MetaPhlAn
MetaPhlAn is a computational tool for profiling the composition of microbial communities from metagenomic sequencing data.
License
Free to use and open source under MIT License.
Available
- Puhti: 4.0.2, 4.0.3, 4.0.6
Usage
To activate MetaPhlAn Puhti, run command:
module load metaphlan
You can check vasic usage with command;
metaphlan --help
MetaPhlAn can automatically retrieve the MetaPhlAn database and create the Bowtie2
indexes it needs on-the-fly when it the command is executed. By default MetaPhlAn
saves these index files to the MetaPhlAn installation directory, but in Puhti,
this is not possible. Because of that, the users should use option --bowtie2db
to define a directory that will be used to store the database and index files.
For example in the case of project_2001234 the user could first create a directory for the databases:
cd /scratch/project_2001234
mkdir metaphlan_databases
Databases can be also be pre-prepared with the --install
option:
metaphlan --install --bowtie2db metaphlan_databases
The database is quite big and downloading and building it can take some time.
By default, the latest MetaPhlAn database is downloaded and built. You can download a specific version with the --index
parameter.

Tasks for this exercise:
- 1) Reproduce word for word the part of the MetaPhlAn page between "For example in" and "take some time.", inclusive.
- 2) Write the next part of the MetaPhlAn page, picking up after its final sentence.

Stored records
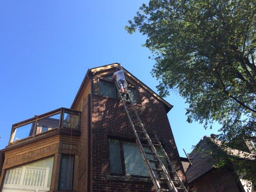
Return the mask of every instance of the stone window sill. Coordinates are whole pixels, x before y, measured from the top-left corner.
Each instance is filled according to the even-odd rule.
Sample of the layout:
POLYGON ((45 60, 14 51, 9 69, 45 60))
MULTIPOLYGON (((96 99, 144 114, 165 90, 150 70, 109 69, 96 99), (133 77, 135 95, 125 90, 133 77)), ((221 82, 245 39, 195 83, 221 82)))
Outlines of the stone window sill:
POLYGON ((150 178, 134 177, 130 176, 118 176, 116 175, 107 175, 108 180, 114 180, 115 181, 130 181, 133 182, 152 182, 150 178))

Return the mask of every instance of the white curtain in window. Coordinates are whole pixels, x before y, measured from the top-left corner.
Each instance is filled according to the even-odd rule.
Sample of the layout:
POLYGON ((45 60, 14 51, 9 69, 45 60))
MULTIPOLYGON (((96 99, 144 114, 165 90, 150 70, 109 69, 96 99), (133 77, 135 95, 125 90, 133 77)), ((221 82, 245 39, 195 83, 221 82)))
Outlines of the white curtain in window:
POLYGON ((2 192, 48 191, 54 158, 51 157, 7 170, 2 192))

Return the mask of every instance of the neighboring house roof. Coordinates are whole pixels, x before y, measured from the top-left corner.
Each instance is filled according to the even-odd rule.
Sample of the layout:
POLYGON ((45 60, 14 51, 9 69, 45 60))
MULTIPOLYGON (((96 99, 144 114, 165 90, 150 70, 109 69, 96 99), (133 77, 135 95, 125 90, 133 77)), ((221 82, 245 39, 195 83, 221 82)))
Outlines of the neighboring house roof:
POLYGON ((195 181, 202 176, 215 168, 214 165, 219 160, 215 158, 218 153, 224 151, 230 155, 238 158, 249 158, 252 160, 255 158, 254 155, 241 152, 236 149, 226 148, 223 150, 220 147, 221 141, 213 139, 208 136, 204 136, 197 144, 189 154, 188 157, 192 159, 192 164, 189 166, 186 172, 186 175, 189 184, 195 181), (199 148, 199 149, 198 149, 199 148), (209 149, 212 150, 212 153, 209 153, 209 149))
POLYGON ((181 164, 182 165, 182 167, 183 167, 184 171, 186 172, 187 171, 187 170, 189 166, 190 163, 188 161, 188 159, 186 157, 181 157, 180 160, 181 161, 181 164))
MULTIPOLYGON (((94 68, 92 68, 91 69, 88 69, 87 72, 86 72, 86 75, 83 80, 83 81, 80 86, 79 89, 76 94, 76 97, 74 99, 74 101, 72 104, 71 105, 71 108, 72 108, 74 106, 74 105, 78 99, 81 92, 83 89, 83 87, 85 85, 86 82, 89 80, 90 77, 90 74, 91 73, 94 73, 98 72, 100 71, 105 70, 108 69, 110 69, 111 68, 113 68, 118 65, 119 64, 118 63, 115 63, 112 64, 109 64, 108 65, 104 65, 103 66, 101 66, 100 67, 95 67, 94 68)), ((149 92, 150 92, 154 96, 158 98, 159 100, 162 101, 164 104, 164 106, 165 106, 166 109, 166 110, 167 112, 168 112, 169 111, 170 111, 172 108, 173 107, 172 105, 169 103, 168 102, 164 100, 163 98, 159 96, 157 94, 156 94, 155 92, 154 92, 153 90, 150 89, 148 86, 146 85, 144 83, 142 83, 141 81, 139 80, 137 78, 136 78, 135 76, 134 76, 132 74, 130 73, 129 71, 126 70, 123 66, 123 68, 124 69, 124 71, 126 75, 128 75, 130 78, 132 79, 134 81, 139 84, 142 87, 143 87, 144 88, 145 88, 146 90, 148 90, 149 92)))

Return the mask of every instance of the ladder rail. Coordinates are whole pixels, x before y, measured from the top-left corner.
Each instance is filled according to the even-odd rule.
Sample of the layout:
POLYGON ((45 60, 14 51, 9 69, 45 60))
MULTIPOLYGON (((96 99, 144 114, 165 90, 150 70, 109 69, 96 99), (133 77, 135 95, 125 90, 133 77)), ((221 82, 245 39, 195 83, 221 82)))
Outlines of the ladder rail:
MULTIPOLYGON (((116 81, 115 82, 115 84, 116 84, 116 86, 117 88, 118 88, 118 86, 117 85, 116 81)), ((150 167, 150 166, 149 166, 149 165, 150 164, 150 163, 148 161, 148 158, 146 156, 146 154, 145 153, 144 150, 143 149, 143 147, 139 138, 139 136, 138 135, 138 134, 137 133, 137 131, 136 131, 136 129, 134 127, 134 125, 133 124, 133 122, 132 122, 132 119, 131 118, 131 117, 130 116, 129 112, 128 111, 127 108, 126 106, 125 103, 124 102, 124 101, 122 98, 122 96, 121 93, 120 93, 120 92, 118 91, 118 94, 119 95, 119 96, 120 96, 121 98, 121 100, 123 103, 123 104, 124 105, 124 108, 125 109, 126 114, 127 115, 129 121, 130 122, 131 125, 132 125, 132 129, 135 135, 135 136, 136 137, 136 143, 138 147, 138 147, 139 150, 140 151, 140 152, 141 154, 142 155, 142 158, 143 158, 143 160, 144 160, 144 162, 146 161, 147 162, 147 163, 145 163, 146 167, 147 167, 147 169, 148 171, 148 172, 149 173, 150 176, 150 177, 151 178, 152 181, 153 182, 153 184, 154 184, 154 185, 156 187, 156 189, 158 191, 159 191, 159 190, 160 190, 161 187, 160 186, 160 184, 159 184, 159 182, 158 182, 158 181, 156 180, 156 177, 153 171, 153 170, 152 170, 152 169, 151 168, 151 167, 150 167)))
POLYGON ((175 174, 175 175, 176 175, 176 176, 177 176, 177 177, 178 178, 178 180, 179 180, 179 182, 180 183, 180 185, 181 185, 181 186, 182 187, 182 188, 183 188, 184 191, 185 192, 188 192, 187 189, 186 188, 186 187, 185 187, 184 184, 182 181, 181 179, 180 179, 180 178, 178 174, 176 171, 176 170, 175 170, 175 168, 174 168, 174 166, 172 164, 172 163, 170 160, 169 158, 169 157, 168 157, 167 154, 165 152, 163 146, 162 145, 162 144, 161 144, 160 141, 159 141, 159 140, 157 137, 157 136, 156 136, 156 134, 155 134, 155 137, 156 138, 156 139, 157 141, 158 144, 160 146, 160 148, 161 148, 161 150, 162 150, 163 151, 163 152, 164 152, 164 157, 166 158, 166 159, 167 160, 168 163, 170 165, 171 168, 172 168, 172 170, 174 173, 174 174, 175 174))

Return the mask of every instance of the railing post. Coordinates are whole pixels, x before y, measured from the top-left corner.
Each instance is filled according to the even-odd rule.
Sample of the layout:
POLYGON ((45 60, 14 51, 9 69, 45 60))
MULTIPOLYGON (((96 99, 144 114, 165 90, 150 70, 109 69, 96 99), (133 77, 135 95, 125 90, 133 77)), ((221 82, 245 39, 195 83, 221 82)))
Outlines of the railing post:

Set of answers:
- 1)
For example in the case of project_2001234 the user could first create a directory for the databases:
cd /scratch/project_2001234
mkdir metaphlan_databases
Databases can be also be pre-prepared with the --install
option:
metaphlan --install --bowtie2db metaphlan_databases
The database is quite big and downloading and building it can take some time.

- 2)
metaphlan --install --index mpa_vJan21_CHOCOPhlAnSGB_202103 --bowtie2db metaphlan_databases
When running MetaPhlan analyses you must include the --bowtie2db
option, and also --index
if using non-default database. If database is not found in the indicated location, it will be automatically generated.
A test input dataset for testing MataPhlAn can be downloaded from the metaphlan github site:
wget https://github.com/biobakery/MetaPhlAn/releases/download/4.0.2/SRS014476-Supragingival_plaque.fasta.gz
In this example the job is executed as an interactive batch job.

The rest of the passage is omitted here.